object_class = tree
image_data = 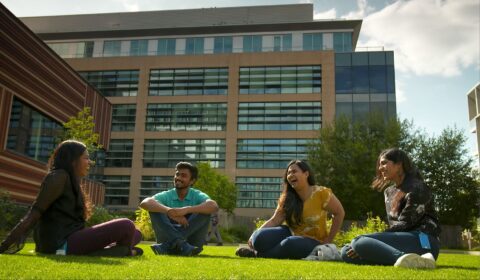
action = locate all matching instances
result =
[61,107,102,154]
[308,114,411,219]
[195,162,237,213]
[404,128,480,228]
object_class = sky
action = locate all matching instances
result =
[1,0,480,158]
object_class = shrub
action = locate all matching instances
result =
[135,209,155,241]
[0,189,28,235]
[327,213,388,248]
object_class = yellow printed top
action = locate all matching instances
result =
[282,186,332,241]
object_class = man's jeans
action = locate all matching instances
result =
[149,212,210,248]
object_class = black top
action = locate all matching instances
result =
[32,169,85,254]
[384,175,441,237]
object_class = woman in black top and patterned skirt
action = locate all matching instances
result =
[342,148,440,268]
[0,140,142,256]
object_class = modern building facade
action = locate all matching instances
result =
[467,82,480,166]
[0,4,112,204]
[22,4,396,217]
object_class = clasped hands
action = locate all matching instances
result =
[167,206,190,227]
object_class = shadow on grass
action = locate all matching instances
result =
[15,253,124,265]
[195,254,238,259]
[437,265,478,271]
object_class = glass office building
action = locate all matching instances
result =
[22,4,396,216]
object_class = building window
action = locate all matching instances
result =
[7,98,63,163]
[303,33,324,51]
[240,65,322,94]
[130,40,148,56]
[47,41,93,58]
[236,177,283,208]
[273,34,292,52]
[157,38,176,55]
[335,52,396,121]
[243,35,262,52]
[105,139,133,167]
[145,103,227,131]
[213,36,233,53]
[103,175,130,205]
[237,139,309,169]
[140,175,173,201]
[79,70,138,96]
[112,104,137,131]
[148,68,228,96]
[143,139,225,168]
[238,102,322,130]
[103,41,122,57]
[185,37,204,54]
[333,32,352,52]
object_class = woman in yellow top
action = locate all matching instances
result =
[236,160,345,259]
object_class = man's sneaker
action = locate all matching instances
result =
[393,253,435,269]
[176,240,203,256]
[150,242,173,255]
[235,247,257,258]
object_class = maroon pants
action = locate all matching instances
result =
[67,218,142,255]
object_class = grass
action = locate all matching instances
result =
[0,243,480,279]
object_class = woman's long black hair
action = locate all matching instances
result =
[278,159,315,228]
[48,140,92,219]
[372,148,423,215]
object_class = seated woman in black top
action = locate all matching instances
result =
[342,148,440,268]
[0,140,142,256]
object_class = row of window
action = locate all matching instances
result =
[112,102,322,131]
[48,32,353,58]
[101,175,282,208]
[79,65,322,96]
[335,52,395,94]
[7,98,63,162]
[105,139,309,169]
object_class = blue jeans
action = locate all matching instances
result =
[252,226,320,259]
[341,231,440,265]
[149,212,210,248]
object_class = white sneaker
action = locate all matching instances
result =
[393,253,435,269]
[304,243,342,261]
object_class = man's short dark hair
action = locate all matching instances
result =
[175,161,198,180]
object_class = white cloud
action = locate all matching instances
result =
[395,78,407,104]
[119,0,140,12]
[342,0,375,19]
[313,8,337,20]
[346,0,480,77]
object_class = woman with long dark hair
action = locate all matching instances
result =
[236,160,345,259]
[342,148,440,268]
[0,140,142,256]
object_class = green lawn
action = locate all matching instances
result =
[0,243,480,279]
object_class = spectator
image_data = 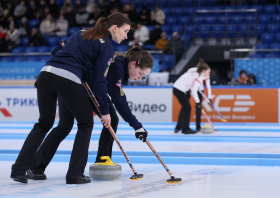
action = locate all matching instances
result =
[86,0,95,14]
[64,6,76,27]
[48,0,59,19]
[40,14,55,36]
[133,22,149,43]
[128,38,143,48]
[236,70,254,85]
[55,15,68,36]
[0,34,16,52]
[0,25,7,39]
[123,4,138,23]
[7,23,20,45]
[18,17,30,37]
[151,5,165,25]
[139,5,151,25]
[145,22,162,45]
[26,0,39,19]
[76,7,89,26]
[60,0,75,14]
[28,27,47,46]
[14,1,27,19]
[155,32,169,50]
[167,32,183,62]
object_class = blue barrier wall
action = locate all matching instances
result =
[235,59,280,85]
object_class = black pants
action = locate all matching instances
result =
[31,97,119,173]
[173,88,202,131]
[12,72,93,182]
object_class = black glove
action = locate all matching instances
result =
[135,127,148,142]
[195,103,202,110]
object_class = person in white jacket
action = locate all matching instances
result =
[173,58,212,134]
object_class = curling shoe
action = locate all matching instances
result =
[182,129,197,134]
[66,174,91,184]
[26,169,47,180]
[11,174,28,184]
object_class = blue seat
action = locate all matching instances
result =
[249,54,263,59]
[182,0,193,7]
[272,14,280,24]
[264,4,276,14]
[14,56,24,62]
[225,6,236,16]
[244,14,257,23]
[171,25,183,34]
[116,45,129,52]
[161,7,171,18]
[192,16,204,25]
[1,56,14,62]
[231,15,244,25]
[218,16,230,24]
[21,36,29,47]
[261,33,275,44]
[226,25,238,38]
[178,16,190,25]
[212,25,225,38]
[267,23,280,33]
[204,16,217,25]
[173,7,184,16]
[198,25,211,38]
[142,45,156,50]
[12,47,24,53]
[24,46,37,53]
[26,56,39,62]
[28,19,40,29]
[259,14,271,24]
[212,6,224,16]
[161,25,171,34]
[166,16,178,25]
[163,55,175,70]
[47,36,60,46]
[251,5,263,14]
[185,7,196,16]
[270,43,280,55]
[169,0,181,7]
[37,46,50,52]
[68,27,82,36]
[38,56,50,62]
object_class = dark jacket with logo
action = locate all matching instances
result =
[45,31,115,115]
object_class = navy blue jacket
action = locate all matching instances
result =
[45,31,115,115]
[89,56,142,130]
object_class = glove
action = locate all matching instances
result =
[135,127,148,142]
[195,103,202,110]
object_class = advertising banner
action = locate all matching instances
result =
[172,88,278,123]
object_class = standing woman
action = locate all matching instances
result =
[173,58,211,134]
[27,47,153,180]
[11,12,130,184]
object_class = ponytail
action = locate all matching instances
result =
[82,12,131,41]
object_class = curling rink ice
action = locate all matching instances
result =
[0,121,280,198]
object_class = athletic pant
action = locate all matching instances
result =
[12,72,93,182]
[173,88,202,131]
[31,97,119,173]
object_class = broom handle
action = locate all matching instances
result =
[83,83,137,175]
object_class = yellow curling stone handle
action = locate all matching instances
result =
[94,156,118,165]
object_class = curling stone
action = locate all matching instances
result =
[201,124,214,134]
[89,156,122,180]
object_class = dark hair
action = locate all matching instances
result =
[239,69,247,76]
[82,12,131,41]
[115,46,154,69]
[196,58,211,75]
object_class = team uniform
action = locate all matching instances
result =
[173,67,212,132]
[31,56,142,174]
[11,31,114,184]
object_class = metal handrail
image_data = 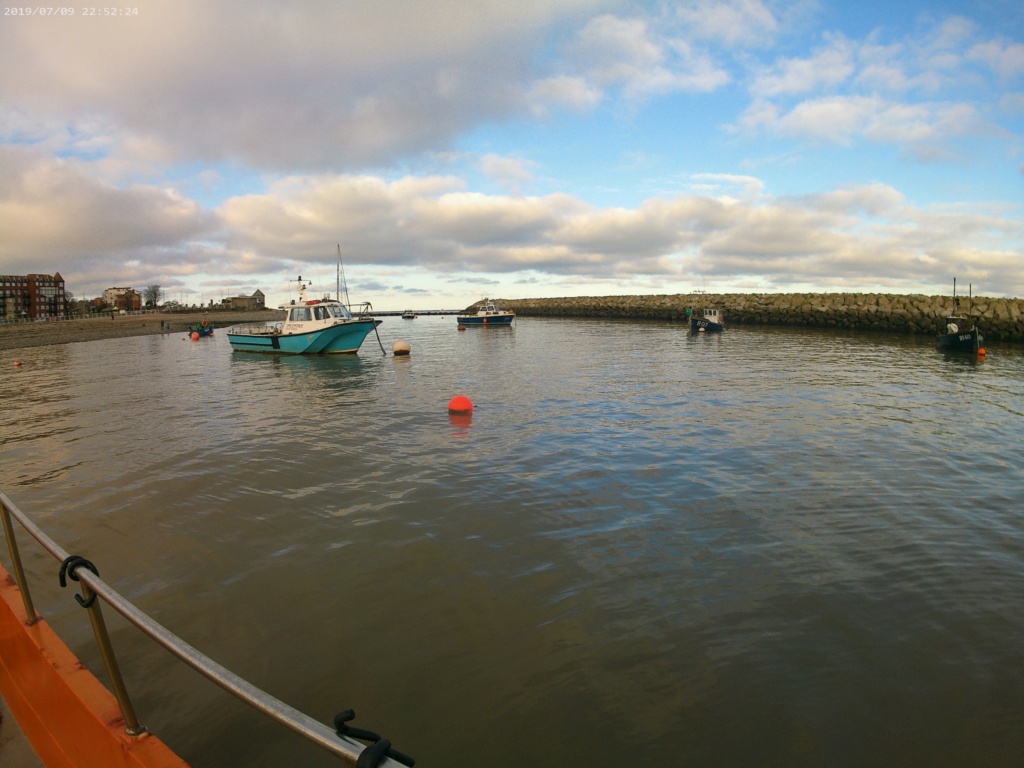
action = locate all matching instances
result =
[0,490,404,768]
▬▬▬
*WHAT THE TASK ASKS:* Please repeat the lines between the line holding "object_class = blue seat" and the line holding "[226,25,238,38]", inclusive, replacing "matching instances" with "matching items" and leaving everything else unchanged.

*EXPECTED OUTPUT:*
object_class = blue seat
action = locate all matching items
result =
[249,54,263,59]
[182,0,193,7]
[272,14,280,24]
[264,4,276,14]
[14,56,24,62]
[225,6,236,16]
[244,14,257,23]
[171,25,183,34]
[116,45,129,52]
[161,7,171,18]
[192,16,204,25]
[1,56,14,62]
[231,15,244,25]
[218,16,230,24]
[21,36,29,47]
[261,33,275,44]
[226,25,238,38]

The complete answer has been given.